[EXERCISE]
Format the records below as a two-column CSV with the header row text,answer. Give one row per record, quote each field, and replace every line break with a space.
+++
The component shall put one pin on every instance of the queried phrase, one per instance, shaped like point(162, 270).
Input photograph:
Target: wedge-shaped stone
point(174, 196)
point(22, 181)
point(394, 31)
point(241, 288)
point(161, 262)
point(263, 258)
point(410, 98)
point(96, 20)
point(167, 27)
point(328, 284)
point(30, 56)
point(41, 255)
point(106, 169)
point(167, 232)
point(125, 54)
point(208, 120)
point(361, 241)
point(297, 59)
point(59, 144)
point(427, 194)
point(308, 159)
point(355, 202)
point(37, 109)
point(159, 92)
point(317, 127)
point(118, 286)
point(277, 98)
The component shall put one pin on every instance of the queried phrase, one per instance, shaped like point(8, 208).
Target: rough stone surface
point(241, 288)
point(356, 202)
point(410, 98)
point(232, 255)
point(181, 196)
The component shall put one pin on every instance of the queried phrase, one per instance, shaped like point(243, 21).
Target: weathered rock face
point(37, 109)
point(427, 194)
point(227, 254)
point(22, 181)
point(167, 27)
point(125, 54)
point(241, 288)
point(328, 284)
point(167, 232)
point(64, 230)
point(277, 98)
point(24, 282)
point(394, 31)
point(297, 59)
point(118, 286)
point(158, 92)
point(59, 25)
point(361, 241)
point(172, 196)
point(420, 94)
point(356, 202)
+++
[EXERCISE RESPONSE]
text,answer
"The component shall put one pin on every instance of the queried phrase, one per instance, shaped like point(162, 270). Input photograph: Target: wedge-shaped stone","point(174, 196) point(22, 181) point(394, 31) point(241, 288) point(161, 262) point(263, 258) point(410, 98) point(96, 20) point(167, 27) point(328, 284) point(30, 56) point(41, 255) point(106, 169) point(167, 232) point(125, 54) point(208, 120) point(361, 241) point(297, 59) point(59, 144) point(427, 194) point(308, 159) point(355, 202) point(37, 109) point(159, 92) point(317, 127) point(118, 286) point(277, 98)"
"The component shall put one pin on every instance of the queried phrase, one per instance, shaped like point(8, 208). Target: rough stone surface","point(241, 288) point(356, 202) point(410, 98) point(232, 255) point(181, 196)"
"The component shall put one pin on every instance of the queried phrase, one per instance, shaped like point(243, 21). Target: weathered rock face","point(37, 109) point(427, 194) point(227, 254) point(22, 181) point(167, 27) point(125, 54) point(241, 288) point(328, 284) point(167, 232) point(64, 230) point(277, 98) point(24, 282) point(394, 31) point(297, 59) point(118, 286) point(158, 92) point(59, 25) point(361, 241) point(172, 196) point(420, 94) point(356, 202)"